Each record below must be reproduced exactly as it reads, with its images omitted.

Image point grounding data:
======
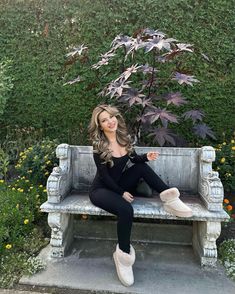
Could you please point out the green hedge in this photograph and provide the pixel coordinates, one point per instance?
(35, 36)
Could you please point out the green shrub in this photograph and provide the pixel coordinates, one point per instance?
(226, 252)
(19, 212)
(225, 163)
(36, 34)
(36, 162)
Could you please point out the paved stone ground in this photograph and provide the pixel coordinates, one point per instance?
(158, 269)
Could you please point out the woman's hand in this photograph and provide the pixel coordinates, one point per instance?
(128, 197)
(152, 155)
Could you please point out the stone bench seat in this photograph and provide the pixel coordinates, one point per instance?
(79, 203)
(188, 169)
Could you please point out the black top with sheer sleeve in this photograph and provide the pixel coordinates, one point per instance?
(108, 177)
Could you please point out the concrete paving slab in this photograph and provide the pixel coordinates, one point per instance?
(159, 268)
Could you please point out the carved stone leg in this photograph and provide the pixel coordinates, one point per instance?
(61, 233)
(205, 234)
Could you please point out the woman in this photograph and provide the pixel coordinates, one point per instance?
(113, 182)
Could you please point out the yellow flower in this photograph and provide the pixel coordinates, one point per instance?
(222, 160)
(26, 221)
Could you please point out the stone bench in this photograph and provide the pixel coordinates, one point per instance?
(189, 169)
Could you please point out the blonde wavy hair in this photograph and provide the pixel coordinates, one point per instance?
(100, 142)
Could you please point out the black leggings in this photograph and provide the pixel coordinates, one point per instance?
(116, 204)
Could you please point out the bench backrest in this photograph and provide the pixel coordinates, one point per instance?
(176, 166)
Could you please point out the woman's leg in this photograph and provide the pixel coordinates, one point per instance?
(170, 196)
(115, 204)
(131, 176)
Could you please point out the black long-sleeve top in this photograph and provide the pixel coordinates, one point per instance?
(108, 177)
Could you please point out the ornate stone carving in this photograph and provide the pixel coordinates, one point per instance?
(61, 233)
(205, 235)
(59, 181)
(210, 187)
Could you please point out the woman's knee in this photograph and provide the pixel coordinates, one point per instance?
(126, 211)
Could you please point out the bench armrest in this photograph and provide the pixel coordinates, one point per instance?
(60, 180)
(210, 187)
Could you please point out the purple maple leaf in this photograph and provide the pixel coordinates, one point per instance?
(163, 114)
(175, 98)
(182, 78)
(162, 135)
(202, 130)
(77, 51)
(184, 47)
(146, 69)
(132, 96)
(104, 59)
(78, 79)
(121, 40)
(116, 88)
(194, 115)
(151, 32)
(159, 43)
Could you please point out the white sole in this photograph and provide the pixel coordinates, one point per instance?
(170, 210)
(118, 273)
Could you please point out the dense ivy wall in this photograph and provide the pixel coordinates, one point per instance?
(35, 35)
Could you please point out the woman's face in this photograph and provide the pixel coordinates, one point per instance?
(108, 122)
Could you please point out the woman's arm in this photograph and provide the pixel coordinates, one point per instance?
(136, 158)
(104, 175)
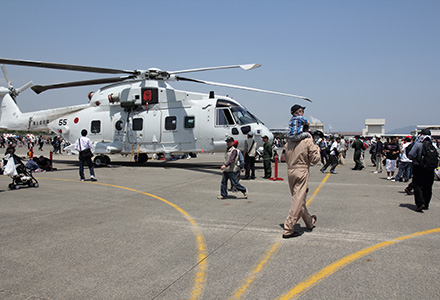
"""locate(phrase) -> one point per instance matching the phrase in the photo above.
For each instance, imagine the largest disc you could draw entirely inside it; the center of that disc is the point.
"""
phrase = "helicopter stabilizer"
(13, 91)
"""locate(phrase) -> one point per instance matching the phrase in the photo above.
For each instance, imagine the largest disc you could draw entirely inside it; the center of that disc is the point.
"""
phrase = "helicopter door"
(96, 130)
(151, 127)
(178, 127)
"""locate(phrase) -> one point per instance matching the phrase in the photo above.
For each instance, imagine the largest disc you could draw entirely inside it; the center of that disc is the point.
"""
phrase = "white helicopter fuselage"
(151, 117)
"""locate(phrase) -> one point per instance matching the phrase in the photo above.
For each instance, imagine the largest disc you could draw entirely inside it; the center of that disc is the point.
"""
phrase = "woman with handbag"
(84, 146)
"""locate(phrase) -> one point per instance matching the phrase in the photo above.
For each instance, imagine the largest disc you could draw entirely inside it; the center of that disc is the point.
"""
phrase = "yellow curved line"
(241, 291)
(314, 279)
(200, 280)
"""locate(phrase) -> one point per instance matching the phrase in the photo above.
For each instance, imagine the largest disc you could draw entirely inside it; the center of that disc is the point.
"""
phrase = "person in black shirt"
(392, 151)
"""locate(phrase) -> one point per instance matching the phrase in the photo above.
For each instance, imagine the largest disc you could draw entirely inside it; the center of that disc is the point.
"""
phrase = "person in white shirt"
(333, 160)
(81, 145)
(250, 151)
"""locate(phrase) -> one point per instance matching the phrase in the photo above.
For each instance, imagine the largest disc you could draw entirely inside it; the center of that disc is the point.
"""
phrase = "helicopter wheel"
(100, 161)
(143, 158)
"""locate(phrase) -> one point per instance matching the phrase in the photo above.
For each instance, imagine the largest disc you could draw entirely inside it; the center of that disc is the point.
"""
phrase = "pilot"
(267, 155)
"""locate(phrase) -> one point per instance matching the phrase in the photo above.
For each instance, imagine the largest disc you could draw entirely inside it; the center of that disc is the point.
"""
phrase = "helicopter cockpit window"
======
*Output of the task*.
Could you please point out the green hedge in this photograph and provide the pixel coordinates, one point per instance?
(35, 36)
Could you please point out the green shrub in this photograph and provide the pixel coordinates, one point per instance?
(226, 252)
(19, 212)
(225, 163)
(36, 34)
(36, 162)
Could you please point out the paved stone ground in this photograph and provide the pixel coordinates, one point per instance?
(158, 269)
Could you please point out the woman's hand in this photograph and provide the pixel coordinates, one point per instance?
(128, 197)
(152, 155)
Could you please point out the stone bench seat in this photograph and provide the pixel coordinates, one point per instance?
(79, 203)
(188, 169)
Could you please point out the black top with sheer sleeve in this photograph and provide the pixel coordinates, one point per instance?
(108, 177)
Could you please point out the concrete paving slab in this photograph and provide the pixel coordinates, one point per instance?
(159, 268)
Could you please point out the carved stone leg in this photograph and provide the pixel coordinates, one point per instance?
(61, 233)
(205, 234)
Could you please point out the woman in this photograph and provide the pixel coordinates, one point per instance?
(113, 182)
Could you please point out the yellow flower in this photograph and provide the pixel coordinates, one point per instance?
(222, 160)
(26, 221)
Could you please point out the stone bench in this photograph and provide the pixel coordinates, one point per instance?
(189, 169)
Could you please point out the blonde wavy hair in this photograph and provide the pixel coordinates, one point per instance?
(100, 142)
Could you please point out the black leggings in this photograph and provide the pixel coordinates, one point per instance?
(116, 204)
Could you please point out the bench backrest in this photograph and provide the pixel coordinates, one point per instance?
(176, 166)
Could you please point out the woman's leg in this photograph and provide the pixel coordinates, one point per instance?
(170, 196)
(115, 204)
(131, 176)
Could you please point out the black long-sleeve top in this photograph and provide the pixel coordinates, one point per instance?
(108, 177)
Could you please point out the ornate stone carving in this photograph and provide the pixel coordinates, one point per instance?
(61, 233)
(205, 235)
(59, 181)
(210, 187)
Could you please point out the woman's knee in this photograph and provide the pixel coordinates, one point per instance?
(126, 211)
Could you please point out the bench armrest in this photograph and provide the pixel coordinates, one point per instance?
(60, 180)
(210, 187)
Could you please point out the purple maple leaf in this photograph and provide the pixel coordinates, one point per instance?
(163, 114)
(175, 98)
(182, 78)
(162, 135)
(202, 130)
(77, 51)
(184, 47)
(146, 69)
(132, 96)
(104, 59)
(78, 79)
(121, 40)
(116, 88)
(194, 115)
(151, 32)
(159, 43)
Could you please point out the white sole in this photograph and provide the pixel coordinates, one point per instance?
(170, 210)
(118, 273)
Could you please point out the dense ivy wall in this photograph and provide the pixel coordinates, one point per instance?
(35, 35)
Could you please point out the woman's face in this photograph and provide the pixel coordinates, one point per instance?
(108, 122)
Could you please point out the woman's arm in this photograph and provide the pixel coordinates, one point per instance?
(136, 158)
(104, 175)
"""locate(phrase) -> one point per instance matching the phrase in the photo above.
For each instance, imagine the largest disc you could draw entirely inside it; the center of that disc is the point.
"""
phrase = "helicopter stabilizer"
(13, 91)
"""locate(phrase) -> one point per instance matching the phrase in the photo above.
For each instance, imagine the largest disc you could draw entirely inside it; the center of that disc is the point.
"""
phrase = "helicopter door"
(96, 130)
(151, 127)
(178, 127)
"""locate(phrase) -> one point per instance matching the phrase in the photo above.
For each instance, imagine the largest disc you could draw entirely inside it; the center of that disc is the point.
"""
phrase = "white helicopter fuselage"
(151, 117)
"""locate(phrase) -> one point per instance matching the phrase in the photo above.
For each instance, imagine the largest disc you could draw entirely inside it; the center of that disc is the point.
"""
phrase = "woman with handbag"
(84, 146)
"""locate(phrase) -> one point per instance matching the phrase in the photo above.
For each instance, imagine the largest disc you could draw entirely inside it; the center of that disc is the point.
"""
phrase = "yellow curved line"
(241, 291)
(314, 279)
(200, 280)
"""locate(phrase) -> one point per instance matching the phrase in the photo above.
For each instance, imagine the largest disc you could draw entirely inside it; the center of that disc is the point.
"""
phrase = "person in black shirt"
(392, 151)
"""locate(phrase) -> one point per instance matching the phrase in the photo above.
For each instance, imagine the largest disc you could draw entirely inside it; the center of that disc is the point.
"""
phrase = "person in white shirt"
(333, 160)
(81, 145)
(250, 151)
"""locate(phrase) -> one point per instance matching the phrase in the photo above.
For each instance, imagine the largest disc you could draw entirely inside it; the center of that disc is the point.
"""
phrase = "helicopter wheel"
(100, 161)
(143, 158)
"""locate(phrase) -> one point per instance matching the phrase in the photo above.
For each instance, imagine the largest disc you could draw entirely inside it; the center of that disc is the point.
"""
phrase = "pilot"
(267, 155)
"""locate(phrase) -> one point per instance matching the phrase in the photo above.
For each instance, imagine the largest disc you could draw entirely inside it; the center of that disc is the point.
"""
phrase = "helicopter cockpit window"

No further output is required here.